The reply must consist of the complete listing, reproduced exactly, with no images included.
== Segment start ==
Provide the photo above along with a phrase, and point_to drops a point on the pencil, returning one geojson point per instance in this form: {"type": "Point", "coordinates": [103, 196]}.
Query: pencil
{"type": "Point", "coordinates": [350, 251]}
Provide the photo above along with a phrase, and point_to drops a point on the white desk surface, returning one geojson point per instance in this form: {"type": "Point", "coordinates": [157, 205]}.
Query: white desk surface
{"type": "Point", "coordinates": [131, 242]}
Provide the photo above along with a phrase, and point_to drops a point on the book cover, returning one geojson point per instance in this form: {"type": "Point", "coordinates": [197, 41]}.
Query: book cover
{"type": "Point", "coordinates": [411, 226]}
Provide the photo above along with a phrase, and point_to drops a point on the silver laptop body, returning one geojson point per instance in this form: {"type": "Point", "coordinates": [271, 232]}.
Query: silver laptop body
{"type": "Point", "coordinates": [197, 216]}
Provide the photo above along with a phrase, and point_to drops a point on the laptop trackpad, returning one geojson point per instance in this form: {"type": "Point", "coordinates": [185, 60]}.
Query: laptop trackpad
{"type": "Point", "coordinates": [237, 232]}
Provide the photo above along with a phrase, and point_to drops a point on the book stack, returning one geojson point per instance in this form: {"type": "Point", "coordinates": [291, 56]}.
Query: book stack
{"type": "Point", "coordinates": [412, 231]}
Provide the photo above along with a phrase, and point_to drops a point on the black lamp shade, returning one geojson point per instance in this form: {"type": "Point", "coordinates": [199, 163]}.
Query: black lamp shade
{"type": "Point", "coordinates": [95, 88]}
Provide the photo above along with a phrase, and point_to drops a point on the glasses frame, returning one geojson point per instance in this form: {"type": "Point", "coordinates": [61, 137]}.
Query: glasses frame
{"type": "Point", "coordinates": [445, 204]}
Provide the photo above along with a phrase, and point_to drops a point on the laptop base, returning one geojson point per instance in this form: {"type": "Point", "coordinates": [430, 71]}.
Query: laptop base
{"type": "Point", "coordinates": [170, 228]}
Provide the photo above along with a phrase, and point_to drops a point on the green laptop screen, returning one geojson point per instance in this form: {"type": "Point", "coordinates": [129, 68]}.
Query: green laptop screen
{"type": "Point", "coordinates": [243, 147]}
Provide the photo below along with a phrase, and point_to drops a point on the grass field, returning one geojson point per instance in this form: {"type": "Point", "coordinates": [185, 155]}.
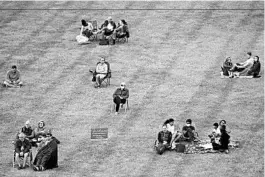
== Segment end ==
* [Exercise answer]:
Provide the photo above along with a phrase, and point_to drops a point on the pencil, returning one geojson point per instance in this form: {"type": "Point", "coordinates": [103, 196]}.
Query: pencil
{"type": "Point", "coordinates": [350, 251]}
Provide the photo above along with a phrase, and point_to drops a point on the white desk surface, returning one geojson point per instance in this form: {"type": "Point", "coordinates": [157, 205]}.
Query: white desk surface
{"type": "Point", "coordinates": [131, 242]}
Provide the photo above along with a phrase, and point_to drops a point on the book cover, returning one geojson point per instance in this form: {"type": "Point", "coordinates": [197, 41]}.
Query: book cover
{"type": "Point", "coordinates": [411, 226]}
Provide the photo above along with a phrase, and point_to drops a point on the silver laptop body, returning one geojson point per instance in this form: {"type": "Point", "coordinates": [271, 232]}.
Query: silver laptop body
{"type": "Point", "coordinates": [197, 216]}
Provide the photo above along with a phrase, and point_to drops a point on the laptop trackpad, returning one geojson point per instance in this form: {"type": "Point", "coordinates": [185, 60]}.
Query: laptop trackpad
{"type": "Point", "coordinates": [237, 232]}
Provide the photo above along with a phrase, and point_to drops a point on the book stack, returning one geojson point per instance in this form: {"type": "Point", "coordinates": [291, 56]}.
Query: book stack
{"type": "Point", "coordinates": [412, 231]}
Provide the photo above along with a phrase, and point_to drops a point on the black lamp shade, returning one geojson point per instance in this form: {"type": "Point", "coordinates": [199, 163]}.
Query: black lamp shade
{"type": "Point", "coordinates": [95, 88]}
Provide the photo above along with a phrase, and point_to drops a point on the glasses frame, returning one geojson point per instance in this form: {"type": "Point", "coordinates": [61, 137]}.
Query: glasses frame
{"type": "Point", "coordinates": [445, 204]}
Provide the photo above along with a phrase, and point_to drops a point on the laptop base, returning one geojson point per instance in this form: {"type": "Point", "coordinates": [430, 71]}.
Query: laptop base
{"type": "Point", "coordinates": [170, 228]}
Provide the photo above along with a phrase, and point_to drops a point on the green laptop screen, returning one geojson point per instance in this form: {"type": "Point", "coordinates": [129, 68]}.
Query: green laptop screen
{"type": "Point", "coordinates": [243, 147]}
Provide the photo below along with a phrase, and point_to drops a point on the grass field, returning one geojson point per instance in this form: {"type": "Point", "coordinates": [185, 155]}.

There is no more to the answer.